Items from a data source
* * *
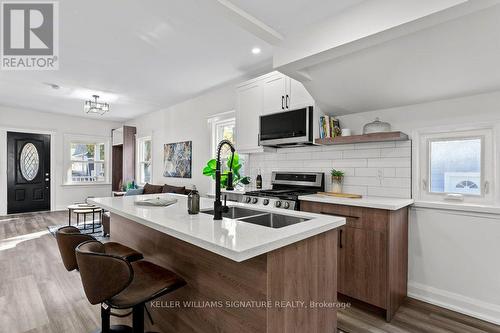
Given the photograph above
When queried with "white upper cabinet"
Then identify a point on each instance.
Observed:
(270, 93)
(298, 96)
(275, 93)
(248, 111)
* * *
* [TO DO]: An exact restatement of the entries above is needed; no picture may appear in it.

* [TASK RESULT]:
Given the photograph above
When queried with "white upper cabinet"
Then identify a point on each instance.
Observed:
(270, 93)
(298, 96)
(275, 93)
(248, 111)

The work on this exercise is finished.